◆ Problem to work on
For each record that follows, give it back exactly, with no pictures included.
• • • •
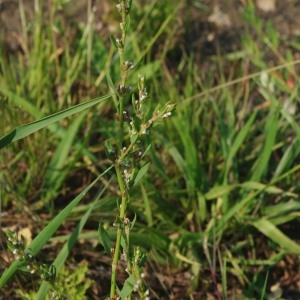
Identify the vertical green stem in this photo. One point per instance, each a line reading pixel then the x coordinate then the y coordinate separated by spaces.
pixel 122 186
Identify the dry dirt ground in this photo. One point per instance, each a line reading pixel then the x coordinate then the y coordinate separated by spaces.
pixel 209 22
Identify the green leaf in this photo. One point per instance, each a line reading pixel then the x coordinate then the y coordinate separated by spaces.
pixel 273 233
pixel 105 239
pixel 128 287
pixel 219 191
pixel 44 236
pixel 142 171
pixel 57 169
pixel 25 130
pixel 66 250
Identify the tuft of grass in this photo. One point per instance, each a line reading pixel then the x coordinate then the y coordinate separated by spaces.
pixel 221 197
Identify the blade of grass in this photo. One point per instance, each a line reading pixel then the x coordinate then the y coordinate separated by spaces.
pixel 260 166
pixel 56 172
pixel 44 236
pixel 66 250
pixel 267 228
pixel 25 130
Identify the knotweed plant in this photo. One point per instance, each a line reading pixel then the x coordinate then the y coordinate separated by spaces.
pixel 128 156
pixel 136 115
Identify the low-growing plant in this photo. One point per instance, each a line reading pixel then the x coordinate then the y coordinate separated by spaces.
pixel 127 152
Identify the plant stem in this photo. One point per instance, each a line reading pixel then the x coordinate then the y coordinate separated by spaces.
pixel 119 231
pixel 122 185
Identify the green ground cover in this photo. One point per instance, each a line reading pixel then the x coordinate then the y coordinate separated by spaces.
pixel 217 211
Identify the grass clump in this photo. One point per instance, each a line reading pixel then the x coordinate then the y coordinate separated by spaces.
pixel 216 210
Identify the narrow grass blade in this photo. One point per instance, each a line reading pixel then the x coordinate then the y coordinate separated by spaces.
pixel 105 239
pixel 238 141
pixel 267 228
pixel 65 251
pixel 44 236
pixel 271 129
pixel 25 130
pixel 55 172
• • • •
◆ Output of the exercise
Identify the vertical green stem in this photo. One point per instance, each a line reading pixel then the x coordinate then the y coordinate separated by spaces.
pixel 122 186
Identify the dry dirt ground in this photo. One point per instance, each a line reading pixel then the x coordinate then the y coordinate separated by spaces.
pixel 209 22
Identify the green leaf in this photo. One point per instance, each a line reading pixel then the x coordinate then the y coordinate separated by spaces.
pixel 273 233
pixel 105 239
pixel 128 287
pixel 219 191
pixel 44 236
pixel 142 171
pixel 57 169
pixel 25 130
pixel 66 250
Identify the tuft of grass in this photo. One point per instance, each a line reading pixel then the x coordinate then the y coordinate separated by spaces.
pixel 221 197
Identify the blade of grass in this photo. One point per instance, each a line reading pixel then the x coordinate then the y coordinate separated by spaces.
pixel 260 166
pixel 56 172
pixel 44 236
pixel 66 250
pixel 267 228
pixel 25 130
Identify the knotweed plant in this photo. One point per instance, each a line reading pixel then the x coordinate then the y coordinate separated by spaces.
pixel 128 156
pixel 136 115
Identify the low-growing plant in this photo. One point per instance, each a line reading pixel then the x coordinate then the y coordinate separated by spaces.
pixel 127 152
Identify the plant stem in this photo. One point per instance, each a line reading pixel then the x coordinate then the y coordinate separated by spaces.
pixel 119 231
pixel 122 185
Identify the green ground cover in this photo. One point per instance, each a line reading pixel then the x coordinate then the y coordinate separated by spaces.
pixel 217 211
Identify the grass clump in this photo. One point per instance, each a line reading pixel then the x coordinate then the y coordinate separated by spaces.
pixel 216 210
Identify the narrow grass blade in this photo. One point per instance, each a line reading pixel then the x coordinate then the y coordinate separated by spaces.
pixel 105 239
pixel 238 141
pixel 267 228
pixel 65 251
pixel 44 236
pixel 271 129
pixel 25 130
pixel 55 172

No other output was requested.